• [Work to complete]
• 1. In the excerpt on Spain's banks and politics, reproduce the stretch from "Sadly, despite the" through "comfortable parliamentary majority.".
• 2. According to the excerpt on Spain's banks and politics, how far into his four-year term is Rajoy?

Of course, people would still need jobs to pay their bills, and that would require a much wider economic rethink that embraces a more sustainable growth model. But giving banks back a useful social function in society, such as providing affordable homes, is certainly part of it. Indeed it would be reclaiming one of the key roles of local savings banks, the Cajas, before they succumbed to the finance-driven speculative wave that swept across Spain, Europe and much of the West from the mid-80s.
Sadly, despite the persistent mass campaigning efforts of the unions and Indignados movement, who were back on the streets again on Friday, there’s no chance of any of this becoming policy any time soon.
Rajoy has lost a lot of support in recent months, polls show. But he has a timid and even more unpopular opposition in the Socialists who were in charge when some of the worse excesses of the country’s private debt-fuelled disaster took place (and, it should be remembered, kicked off in May 2010 the austerity fest to boot). Furthermore, he’s only 9 months into a four year term, with a comfortable parliamentary majority.

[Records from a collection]
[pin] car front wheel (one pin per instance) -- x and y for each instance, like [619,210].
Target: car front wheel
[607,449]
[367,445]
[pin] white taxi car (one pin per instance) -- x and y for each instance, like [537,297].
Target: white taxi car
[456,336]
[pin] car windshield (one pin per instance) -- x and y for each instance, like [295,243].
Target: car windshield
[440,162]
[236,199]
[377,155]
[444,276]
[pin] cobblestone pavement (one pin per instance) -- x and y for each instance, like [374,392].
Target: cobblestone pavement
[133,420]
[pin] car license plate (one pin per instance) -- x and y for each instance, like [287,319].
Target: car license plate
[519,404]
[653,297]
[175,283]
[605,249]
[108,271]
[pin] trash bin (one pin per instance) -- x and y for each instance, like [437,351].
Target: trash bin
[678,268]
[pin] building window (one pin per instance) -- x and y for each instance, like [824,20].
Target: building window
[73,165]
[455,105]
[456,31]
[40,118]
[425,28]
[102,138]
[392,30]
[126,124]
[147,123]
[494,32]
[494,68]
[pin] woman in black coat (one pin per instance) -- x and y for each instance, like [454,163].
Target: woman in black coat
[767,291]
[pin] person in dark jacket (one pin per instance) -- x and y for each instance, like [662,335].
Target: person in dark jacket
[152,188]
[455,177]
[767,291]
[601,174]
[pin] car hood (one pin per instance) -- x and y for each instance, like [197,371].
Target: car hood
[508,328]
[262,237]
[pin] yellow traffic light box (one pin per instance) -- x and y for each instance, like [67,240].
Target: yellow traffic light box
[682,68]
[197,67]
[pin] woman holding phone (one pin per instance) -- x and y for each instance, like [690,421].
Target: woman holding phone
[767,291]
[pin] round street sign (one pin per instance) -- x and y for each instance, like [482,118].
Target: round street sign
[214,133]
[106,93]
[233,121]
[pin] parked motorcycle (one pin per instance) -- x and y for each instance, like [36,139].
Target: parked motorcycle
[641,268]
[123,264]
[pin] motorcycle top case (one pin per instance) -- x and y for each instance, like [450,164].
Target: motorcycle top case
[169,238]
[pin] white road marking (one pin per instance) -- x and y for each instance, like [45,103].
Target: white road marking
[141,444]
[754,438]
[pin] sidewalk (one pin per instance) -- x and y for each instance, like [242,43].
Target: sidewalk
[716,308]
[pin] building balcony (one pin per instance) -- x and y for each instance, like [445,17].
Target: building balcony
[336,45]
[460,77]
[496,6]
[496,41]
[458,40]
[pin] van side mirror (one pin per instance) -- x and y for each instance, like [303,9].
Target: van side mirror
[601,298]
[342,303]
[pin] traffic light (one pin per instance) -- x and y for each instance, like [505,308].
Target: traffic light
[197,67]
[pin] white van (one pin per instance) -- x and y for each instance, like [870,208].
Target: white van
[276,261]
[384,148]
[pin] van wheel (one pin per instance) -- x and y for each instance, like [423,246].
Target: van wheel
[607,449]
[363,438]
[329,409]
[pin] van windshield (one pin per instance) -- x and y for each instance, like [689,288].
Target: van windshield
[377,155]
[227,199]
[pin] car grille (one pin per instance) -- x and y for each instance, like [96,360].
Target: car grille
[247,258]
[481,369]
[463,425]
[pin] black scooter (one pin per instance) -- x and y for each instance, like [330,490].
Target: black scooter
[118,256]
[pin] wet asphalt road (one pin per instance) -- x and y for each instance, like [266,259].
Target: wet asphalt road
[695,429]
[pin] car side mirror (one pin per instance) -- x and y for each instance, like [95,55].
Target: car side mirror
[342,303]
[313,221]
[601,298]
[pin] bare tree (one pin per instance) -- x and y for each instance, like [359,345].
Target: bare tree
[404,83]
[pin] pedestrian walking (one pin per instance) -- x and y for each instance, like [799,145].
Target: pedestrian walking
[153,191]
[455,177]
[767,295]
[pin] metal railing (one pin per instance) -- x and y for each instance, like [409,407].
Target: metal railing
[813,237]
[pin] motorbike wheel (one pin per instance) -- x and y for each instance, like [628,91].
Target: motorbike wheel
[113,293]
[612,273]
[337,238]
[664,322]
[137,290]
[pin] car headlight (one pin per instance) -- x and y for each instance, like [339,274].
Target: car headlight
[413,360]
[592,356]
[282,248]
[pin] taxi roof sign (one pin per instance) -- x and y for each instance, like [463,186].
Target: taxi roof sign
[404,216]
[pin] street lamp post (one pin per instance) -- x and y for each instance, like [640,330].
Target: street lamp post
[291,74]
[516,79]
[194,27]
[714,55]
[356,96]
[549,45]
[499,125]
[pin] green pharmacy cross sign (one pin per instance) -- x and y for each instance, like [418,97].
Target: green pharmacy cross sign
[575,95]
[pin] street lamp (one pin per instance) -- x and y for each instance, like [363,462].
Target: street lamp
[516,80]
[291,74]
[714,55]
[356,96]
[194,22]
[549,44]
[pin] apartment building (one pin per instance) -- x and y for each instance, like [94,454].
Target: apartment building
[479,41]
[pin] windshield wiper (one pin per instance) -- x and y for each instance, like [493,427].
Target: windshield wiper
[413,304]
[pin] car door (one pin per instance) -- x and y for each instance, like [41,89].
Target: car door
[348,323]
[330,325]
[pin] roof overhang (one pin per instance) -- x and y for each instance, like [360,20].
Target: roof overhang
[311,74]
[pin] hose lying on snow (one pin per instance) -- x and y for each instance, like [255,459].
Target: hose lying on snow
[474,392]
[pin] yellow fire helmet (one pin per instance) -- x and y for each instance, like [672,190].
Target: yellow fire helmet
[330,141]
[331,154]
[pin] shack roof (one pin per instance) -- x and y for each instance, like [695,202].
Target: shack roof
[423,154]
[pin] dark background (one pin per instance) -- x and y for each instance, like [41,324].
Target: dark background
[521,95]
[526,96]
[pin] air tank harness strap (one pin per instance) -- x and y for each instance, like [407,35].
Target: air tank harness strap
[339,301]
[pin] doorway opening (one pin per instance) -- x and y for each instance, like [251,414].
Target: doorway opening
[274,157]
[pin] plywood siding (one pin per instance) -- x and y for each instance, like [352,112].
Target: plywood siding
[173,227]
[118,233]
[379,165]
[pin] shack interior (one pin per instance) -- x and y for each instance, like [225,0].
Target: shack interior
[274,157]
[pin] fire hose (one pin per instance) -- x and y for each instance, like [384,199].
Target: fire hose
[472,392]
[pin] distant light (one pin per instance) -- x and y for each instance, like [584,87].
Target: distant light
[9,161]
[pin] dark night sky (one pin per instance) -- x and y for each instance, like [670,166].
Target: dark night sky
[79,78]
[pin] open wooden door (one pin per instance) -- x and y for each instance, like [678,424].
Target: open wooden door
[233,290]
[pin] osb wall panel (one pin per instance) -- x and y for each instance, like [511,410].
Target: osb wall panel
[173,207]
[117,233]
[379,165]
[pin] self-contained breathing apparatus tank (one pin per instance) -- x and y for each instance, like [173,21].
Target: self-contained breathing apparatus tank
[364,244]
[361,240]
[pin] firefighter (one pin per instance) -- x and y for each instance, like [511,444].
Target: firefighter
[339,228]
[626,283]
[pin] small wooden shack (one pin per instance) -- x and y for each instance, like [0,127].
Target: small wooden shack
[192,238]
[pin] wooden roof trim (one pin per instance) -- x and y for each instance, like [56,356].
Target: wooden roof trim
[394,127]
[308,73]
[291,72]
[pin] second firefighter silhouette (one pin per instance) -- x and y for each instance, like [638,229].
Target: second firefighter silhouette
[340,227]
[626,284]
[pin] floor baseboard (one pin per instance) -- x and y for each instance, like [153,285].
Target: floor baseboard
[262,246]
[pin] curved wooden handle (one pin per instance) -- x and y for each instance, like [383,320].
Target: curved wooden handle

• [Task-by-task answers]
• 1.
Sadly, despite the persistent mass campaigning efforts of the unions and Indignados movement, who were back on the streets again on Friday, there’s no chance of any of this becoming policy any time soon.
Rajoy has lost a lot of support in recent months, polls show. But he has a timid and even more unpopular opposition in the Socialists who were in charge when some of the worse excesses of the country’s private debt-fuelled disaster took place (and, it should be remembered, kicked off in May 2010 the austerity fest to boot). Furthermore, he’s only 9 months into a four year term, with a comfortable parliamentary majority.

• 2. Only 9 months.